#### Doel opdracht
Werk het onderstaande materiaal bij door overal "conference table" te vervangen door "meeting table" en verder niets te wijzigen. Laat de afbeeldingen weg uit je antwoord.

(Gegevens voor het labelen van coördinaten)
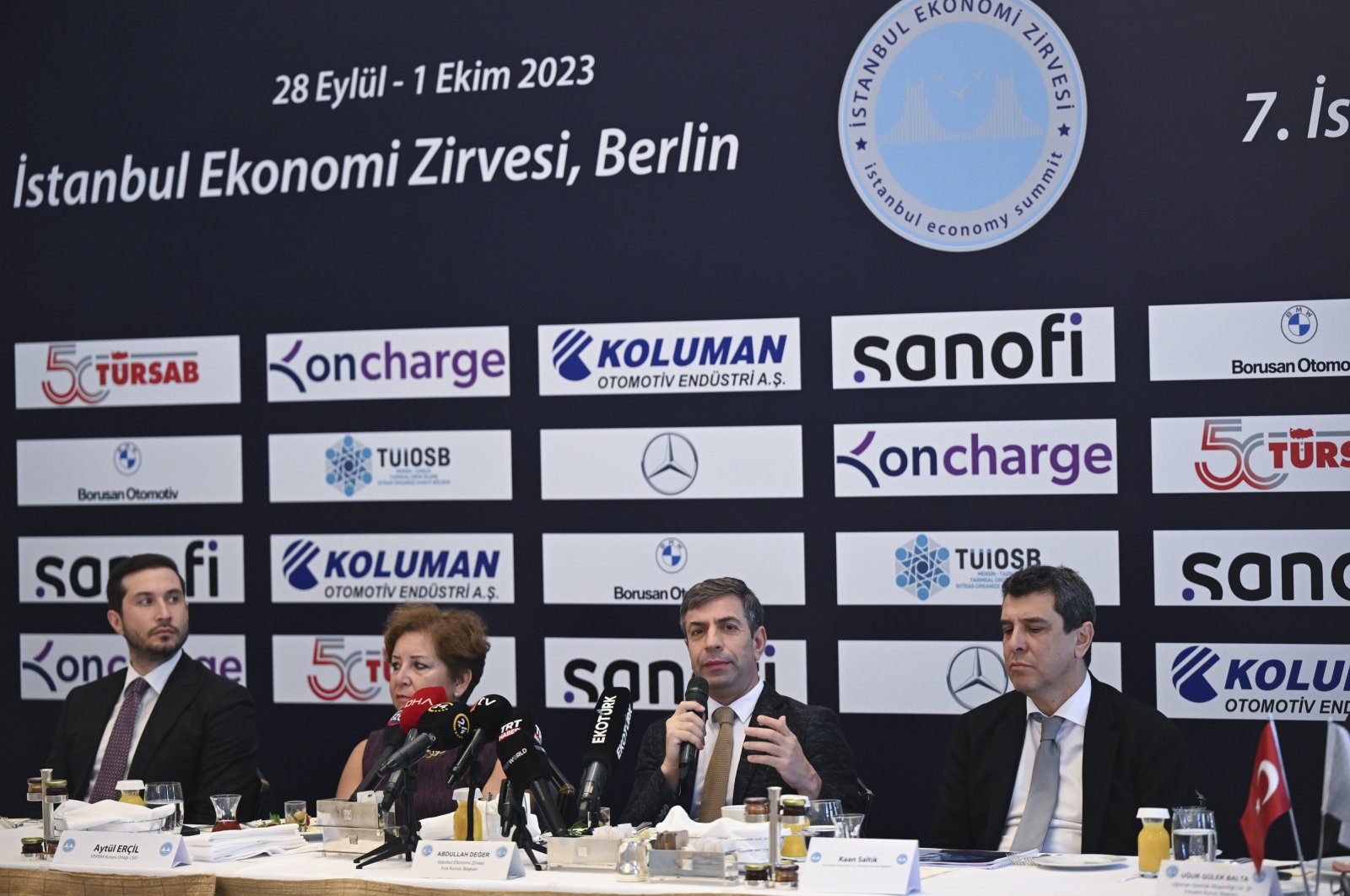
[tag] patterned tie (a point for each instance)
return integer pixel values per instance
(114, 767)
(719, 768)
(1045, 788)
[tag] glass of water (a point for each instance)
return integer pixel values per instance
(165, 794)
(1194, 834)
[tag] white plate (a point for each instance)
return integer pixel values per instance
(1072, 861)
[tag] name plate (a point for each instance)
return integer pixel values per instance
(132, 852)
(476, 860)
(861, 866)
(1217, 879)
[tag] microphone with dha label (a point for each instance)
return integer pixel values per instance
(483, 724)
(528, 769)
(697, 691)
(604, 748)
(418, 742)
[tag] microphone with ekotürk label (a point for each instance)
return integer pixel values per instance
(526, 768)
(607, 737)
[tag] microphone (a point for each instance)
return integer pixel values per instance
(418, 744)
(392, 737)
(526, 768)
(485, 720)
(604, 748)
(695, 691)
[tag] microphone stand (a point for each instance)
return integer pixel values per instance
(512, 812)
(405, 839)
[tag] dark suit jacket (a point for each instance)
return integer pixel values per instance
(200, 733)
(1131, 756)
(817, 729)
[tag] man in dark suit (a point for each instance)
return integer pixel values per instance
(1102, 758)
(172, 717)
(774, 741)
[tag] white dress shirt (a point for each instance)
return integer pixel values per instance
(155, 683)
(1066, 834)
(742, 707)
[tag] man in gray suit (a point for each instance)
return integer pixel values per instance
(776, 741)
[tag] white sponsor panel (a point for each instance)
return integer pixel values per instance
(654, 670)
(51, 666)
(452, 567)
(983, 457)
(76, 569)
(1252, 569)
(445, 362)
(690, 461)
(130, 471)
(656, 569)
(351, 668)
(1206, 680)
(1291, 452)
(1241, 340)
(670, 357)
(983, 348)
(450, 464)
(121, 373)
(937, 677)
(944, 569)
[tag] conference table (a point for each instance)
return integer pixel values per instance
(334, 875)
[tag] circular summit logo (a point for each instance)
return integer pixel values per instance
(962, 121)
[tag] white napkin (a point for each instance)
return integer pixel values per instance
(226, 846)
(111, 815)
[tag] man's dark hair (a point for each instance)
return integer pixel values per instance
(713, 589)
(1072, 596)
(127, 565)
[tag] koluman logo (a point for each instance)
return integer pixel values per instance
(672, 555)
(348, 468)
(670, 463)
(668, 357)
(962, 121)
(974, 348)
(921, 567)
(975, 677)
(1300, 324)
(967, 457)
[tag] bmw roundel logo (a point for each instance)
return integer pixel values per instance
(126, 457)
(672, 555)
(1300, 324)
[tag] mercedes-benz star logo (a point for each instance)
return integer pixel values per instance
(976, 677)
(670, 463)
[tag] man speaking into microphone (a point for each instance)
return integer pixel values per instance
(744, 737)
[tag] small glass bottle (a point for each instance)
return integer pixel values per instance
(1154, 844)
(794, 818)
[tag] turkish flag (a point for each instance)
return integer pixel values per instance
(1269, 796)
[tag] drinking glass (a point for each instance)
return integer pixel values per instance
(166, 794)
(1194, 834)
(848, 825)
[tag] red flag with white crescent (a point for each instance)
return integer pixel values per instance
(1269, 796)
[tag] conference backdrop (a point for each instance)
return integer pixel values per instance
(551, 310)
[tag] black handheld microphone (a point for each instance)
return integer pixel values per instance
(604, 748)
(483, 724)
(392, 737)
(526, 768)
(695, 691)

#### Uitwerking
[tag] patterned tie (a point for each instance)
return integer pixel values per instance
(114, 767)
(719, 768)
(1045, 788)
[tag] glass of water (a point for each instance)
return integer pixel values per instance
(165, 794)
(1194, 834)
[tag] white plate (a point for each instance)
return integer pixel values per instance
(1072, 861)
[tag] name plate (a point for each instance)
return integer pixel values per instance
(132, 852)
(476, 860)
(861, 866)
(1217, 879)
[tag] microphone with dha label (a point for each instance)
return integer pixel values per instance
(483, 724)
(528, 769)
(697, 691)
(604, 748)
(418, 742)
[tag] microphone with ekotürk label (a point for each instance)
return integer pixel values per instance
(526, 768)
(607, 737)
[tag] microphone (a point for each instance)
return integer pixel values per instance
(418, 744)
(392, 737)
(526, 768)
(485, 720)
(604, 748)
(695, 691)
[tag] microphone stand (a point for each instance)
return integer pixel values per instance
(512, 812)
(405, 839)
[tag] dark suit jacket (a point for each instance)
return integer pixel values per instance
(200, 733)
(1131, 756)
(817, 729)
[tag] man in dark suit (a point for each instance)
return integer pixel values per instance
(1102, 758)
(172, 717)
(774, 741)
[tag] white dress shirt (a point for each instance)
return integer pixel values per instance
(155, 683)
(1066, 834)
(742, 707)
[tag] man in gray suit (a point for each instance)
return integer pixel values per instance
(776, 741)
[tag] white sponsor panel (a point for each instance)
return integer pixel values per instance
(654, 670)
(51, 666)
(452, 567)
(983, 457)
(76, 569)
(1252, 569)
(445, 362)
(690, 461)
(130, 471)
(656, 569)
(351, 668)
(1206, 680)
(1291, 452)
(1241, 340)
(670, 357)
(983, 348)
(450, 464)
(121, 373)
(937, 677)
(944, 569)
[tag] meeting table (a point for each instance)
return integer pixel values per instance
(334, 875)
[tag] circular summit logo (a point for each instance)
return integer pixel values per instance
(962, 121)
[tag] white napkin (a point for each instance)
return integer pixel values per instance
(226, 846)
(111, 815)
[tag] man's dark hair (a point for each instance)
return integer pixel values per instance
(713, 589)
(1072, 596)
(127, 565)
[tag] koluman logo (a point for each instance)
return integer pixel values per instance
(672, 555)
(348, 468)
(670, 463)
(668, 357)
(962, 121)
(974, 348)
(921, 567)
(975, 677)
(1300, 324)
(967, 457)
[tag] bmw roundel logo (a point for each instance)
return integer pixel values per instance
(126, 457)
(672, 555)
(1300, 324)
[tag] mercedes-benz star logo (a point for each instance)
return integer pixel values per instance
(976, 677)
(670, 463)
[tag] man speaking into microphone (a point for each instance)
return integer pixel values per instance
(744, 737)
[tag] small glass bottle (a point for each instance)
return integer pixel values per instance
(1154, 844)
(794, 818)
[tag] turkish flag (a point for each instance)
return integer pixel values per instance
(1269, 796)
[tag] drinking glass (a point for each instance)
return integer pixel values per instance
(166, 794)
(1194, 834)
(848, 825)
[tag] red flag with white crescent (a point for each instance)
return integer pixel values per instance
(1269, 796)
[tag] conference backdrop (a point for each instance)
return integer pixel values per instance
(551, 310)
[tag] black handheld microphone (a point for each instance)
return integer pixel values per instance
(604, 748)
(483, 724)
(392, 737)
(526, 768)
(695, 691)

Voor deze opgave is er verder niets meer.